# Sterilizing Wood



## raeven (May 12, 2011)

Let's say that I was to be walking around one day, and happened to find a piece of wood that I think would look good in my tank, how would I go about sterilizing it. Assuming it was too big for a pot, naturally.

The idea of bleach came to mind, but that seems rather harsh and full of chemicals, so I'm not sure if that's the best idea. ...Or is it?


----------



## Diztrbd1 (Apr 21, 2010)

I don't personally think bleach is the way to go. Depending on where you find it. I have just soaked it in boiling water for a couple days to a week and added them to my tanks without any ill effects. If I found it in a river or lake I soaked it longer since the odds are far better of getting unwanted thingies introduced to your tank, than a piece that has been on land. Just my experience


----------



## Scherb (Feb 10, 2011)

Hello. first you must know what kind of wood it is. you want a hardwood. and pine is a big no no. it will smell like pine-sol and will poison your tank. that being said if you found a good piece of wood boil it. bleach can soak into the wood and stay there until it slowly leaches out. if it's too big for you pot get a bigger one. i got a used bathtub i throw over a fire pit. then boil it for 6 hrs or more. Cheers


----------



## Diztrbd1 (Apr 21, 2010)

agreed , pine is definitely is a big no-no.


----------



## Flygirl (Jul 23, 2011)

Hmmmm... Not sure why pine is a big no-no... I've used pine for a number of years with no problems. Just made sure it was dead and dry before putting it in my tank. Some of the pieces were too big to fit in a pot, those were scrubbed and soaked. Fish never seemed to mind it. The worst thing about it, is that it's a softer wood than some of the hard wood, so after a couple of years the smaller branches tend to get soft. I just break/pull those off. Otherwise it's been good.

The pic below is an awesome pine root in my planted 210.


----------



## Scherb (Feb 10, 2011)

● ● ● ● ● ● ●

- **Short exercise**
Substitute "bucket" for "pot" and write out everything in the wood-sterilizing thread from "Hmmmm... Not sure" down to "it's been good.". The listing plays no part in what comes next.

- **Provided data**
● ● ● ● ● ● ●

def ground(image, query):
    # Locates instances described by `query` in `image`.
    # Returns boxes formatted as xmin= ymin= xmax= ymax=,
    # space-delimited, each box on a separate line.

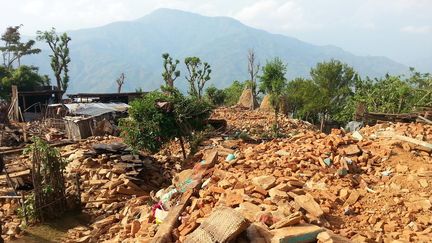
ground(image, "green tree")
xmin=120 ymin=89 xmax=211 ymax=158
xmin=286 ymin=78 xmax=321 ymax=123
xmin=0 ymin=25 xmax=41 ymax=69
xmin=310 ymin=60 xmax=358 ymax=130
xmin=116 ymin=73 xmax=125 ymax=93
xmin=260 ymin=58 xmax=287 ymax=129
xmin=37 ymin=28 xmax=71 ymax=102
xmin=185 ymin=57 xmax=212 ymax=99
xmin=0 ymin=65 xmax=50 ymax=99
xmin=224 ymin=80 xmax=245 ymax=106
xmin=206 ymin=85 xmax=226 ymax=106
xmin=162 ymin=53 xmax=180 ymax=89
xmin=248 ymin=49 xmax=260 ymax=110
xmin=407 ymin=67 xmax=432 ymax=106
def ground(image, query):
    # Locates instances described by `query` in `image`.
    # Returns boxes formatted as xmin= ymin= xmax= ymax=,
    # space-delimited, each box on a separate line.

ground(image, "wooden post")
xmin=11 ymin=85 xmax=19 ymax=121
xmin=4 ymin=167 xmax=18 ymax=201
xmin=21 ymin=192 xmax=28 ymax=224
xmin=75 ymin=173 xmax=81 ymax=208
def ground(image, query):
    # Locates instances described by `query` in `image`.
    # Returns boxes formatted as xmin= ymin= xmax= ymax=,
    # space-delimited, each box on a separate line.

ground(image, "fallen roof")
xmin=65 ymin=103 xmax=130 ymax=116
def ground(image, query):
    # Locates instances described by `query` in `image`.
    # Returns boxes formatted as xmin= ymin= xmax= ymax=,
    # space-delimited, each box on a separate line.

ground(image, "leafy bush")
xmin=120 ymin=89 xmax=211 ymax=156
xmin=206 ymin=86 xmax=226 ymax=106
xmin=224 ymin=80 xmax=245 ymax=106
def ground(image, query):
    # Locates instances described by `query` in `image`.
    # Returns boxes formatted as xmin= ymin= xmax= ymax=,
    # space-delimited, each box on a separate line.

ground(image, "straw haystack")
xmin=237 ymin=88 xmax=258 ymax=108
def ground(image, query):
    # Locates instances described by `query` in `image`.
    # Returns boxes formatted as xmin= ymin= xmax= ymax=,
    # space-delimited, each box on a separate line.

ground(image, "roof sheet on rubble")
xmin=65 ymin=103 xmax=130 ymax=116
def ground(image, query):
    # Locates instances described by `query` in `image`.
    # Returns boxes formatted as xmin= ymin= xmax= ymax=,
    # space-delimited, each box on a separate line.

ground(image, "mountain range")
xmin=23 ymin=9 xmax=408 ymax=93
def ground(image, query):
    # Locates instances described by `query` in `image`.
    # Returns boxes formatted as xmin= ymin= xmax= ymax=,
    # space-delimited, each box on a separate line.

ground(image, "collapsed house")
xmin=47 ymin=103 xmax=129 ymax=140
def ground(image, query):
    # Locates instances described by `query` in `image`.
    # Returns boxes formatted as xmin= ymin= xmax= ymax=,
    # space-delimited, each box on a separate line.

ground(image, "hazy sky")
xmin=0 ymin=0 xmax=432 ymax=64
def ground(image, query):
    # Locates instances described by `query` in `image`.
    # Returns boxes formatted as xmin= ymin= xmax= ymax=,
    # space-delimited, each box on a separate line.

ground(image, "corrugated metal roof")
xmin=65 ymin=103 xmax=130 ymax=116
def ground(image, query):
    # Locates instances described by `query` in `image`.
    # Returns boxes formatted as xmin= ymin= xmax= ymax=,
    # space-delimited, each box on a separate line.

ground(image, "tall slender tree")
xmin=116 ymin=73 xmax=125 ymax=93
xmin=248 ymin=49 xmax=260 ymax=110
xmin=260 ymin=57 xmax=287 ymax=130
xmin=37 ymin=28 xmax=71 ymax=102
xmin=162 ymin=53 xmax=180 ymax=89
xmin=0 ymin=25 xmax=41 ymax=69
xmin=185 ymin=57 xmax=212 ymax=99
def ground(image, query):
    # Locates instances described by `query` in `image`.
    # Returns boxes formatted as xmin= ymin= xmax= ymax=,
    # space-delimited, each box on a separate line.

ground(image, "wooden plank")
xmin=151 ymin=190 xmax=193 ymax=243
xmin=0 ymin=169 xmax=30 ymax=180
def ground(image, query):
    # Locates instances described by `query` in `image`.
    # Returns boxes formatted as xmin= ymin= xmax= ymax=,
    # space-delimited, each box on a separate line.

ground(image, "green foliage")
xmin=0 ymin=65 xmax=50 ymax=99
xmin=17 ymin=193 xmax=37 ymax=221
xmin=260 ymin=58 xmax=287 ymax=127
xmin=185 ymin=57 xmax=212 ymax=99
xmin=24 ymin=137 xmax=66 ymax=221
xmin=286 ymin=78 xmax=321 ymax=122
xmin=311 ymin=60 xmax=359 ymax=121
xmin=206 ymin=85 xmax=226 ymax=106
xmin=224 ymin=80 xmax=245 ymax=106
xmin=0 ymin=25 xmax=41 ymax=69
xmin=346 ymin=69 xmax=432 ymax=116
xmin=287 ymin=60 xmax=432 ymax=126
xmin=120 ymin=89 xmax=211 ymax=152
xmin=37 ymin=28 xmax=71 ymax=96
xmin=162 ymin=53 xmax=180 ymax=88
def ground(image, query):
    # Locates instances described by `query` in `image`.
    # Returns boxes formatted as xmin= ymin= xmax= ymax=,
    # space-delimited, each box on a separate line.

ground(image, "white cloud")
xmin=401 ymin=25 xmax=432 ymax=34
xmin=233 ymin=0 xmax=319 ymax=32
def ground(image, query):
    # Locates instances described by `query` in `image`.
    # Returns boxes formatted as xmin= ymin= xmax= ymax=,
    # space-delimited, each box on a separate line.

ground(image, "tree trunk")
xmin=320 ymin=114 xmax=325 ymax=132
xmin=179 ymin=136 xmax=186 ymax=160
xmin=274 ymin=108 xmax=279 ymax=134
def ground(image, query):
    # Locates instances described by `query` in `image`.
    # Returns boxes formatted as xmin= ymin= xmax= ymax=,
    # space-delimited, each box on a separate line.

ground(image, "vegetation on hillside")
xmin=120 ymin=54 xmax=212 ymax=158
xmin=0 ymin=25 xmax=50 ymax=100
xmin=260 ymin=58 xmax=287 ymax=132
xmin=37 ymin=28 xmax=71 ymax=101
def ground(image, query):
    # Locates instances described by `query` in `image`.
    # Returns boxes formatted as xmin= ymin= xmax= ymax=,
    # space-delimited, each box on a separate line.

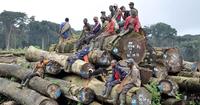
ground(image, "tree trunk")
xmin=162 ymin=98 xmax=186 ymax=105
xmin=95 ymin=32 xmax=146 ymax=63
xmin=183 ymin=61 xmax=198 ymax=71
xmin=45 ymin=77 xmax=95 ymax=104
xmin=154 ymin=48 xmax=183 ymax=73
xmin=0 ymin=64 xmax=61 ymax=99
xmin=168 ymin=76 xmax=200 ymax=92
xmin=177 ymin=71 xmax=200 ymax=78
xmin=26 ymin=46 xmax=93 ymax=77
xmin=64 ymin=75 xmax=151 ymax=105
xmin=0 ymin=78 xmax=58 ymax=105
xmin=6 ymin=25 xmax=13 ymax=50
xmin=158 ymin=79 xmax=178 ymax=96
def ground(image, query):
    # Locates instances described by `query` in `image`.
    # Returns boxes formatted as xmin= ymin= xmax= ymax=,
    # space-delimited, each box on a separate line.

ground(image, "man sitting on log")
xmin=103 ymin=60 xmax=127 ymax=98
xmin=75 ymin=18 xmax=92 ymax=51
xmin=113 ymin=59 xmax=141 ymax=105
xmin=20 ymin=56 xmax=49 ymax=88
xmin=119 ymin=9 xmax=141 ymax=35
xmin=56 ymin=18 xmax=72 ymax=52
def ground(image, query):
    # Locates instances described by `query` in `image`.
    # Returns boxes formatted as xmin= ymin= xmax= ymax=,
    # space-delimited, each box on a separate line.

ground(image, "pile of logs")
xmin=0 ymin=33 xmax=200 ymax=105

● ● ● ● ● ● ●

- **Problem solution**
Hmmmm... Not sure why pine is a big no-no... I've used pine for a number of years with no problems. Just made sure it was dead and dry before putting it in my tank. Some of the pieces were too big to fit in a bucket, those were scrubbed and soaked. Fish never seemed to mind it. The worst thing about it, is that it's a softer wood than some of the hard wood, so after a couple of years the smaller branches tend to get soft. I just break/pull those off. Otherwise it's been good.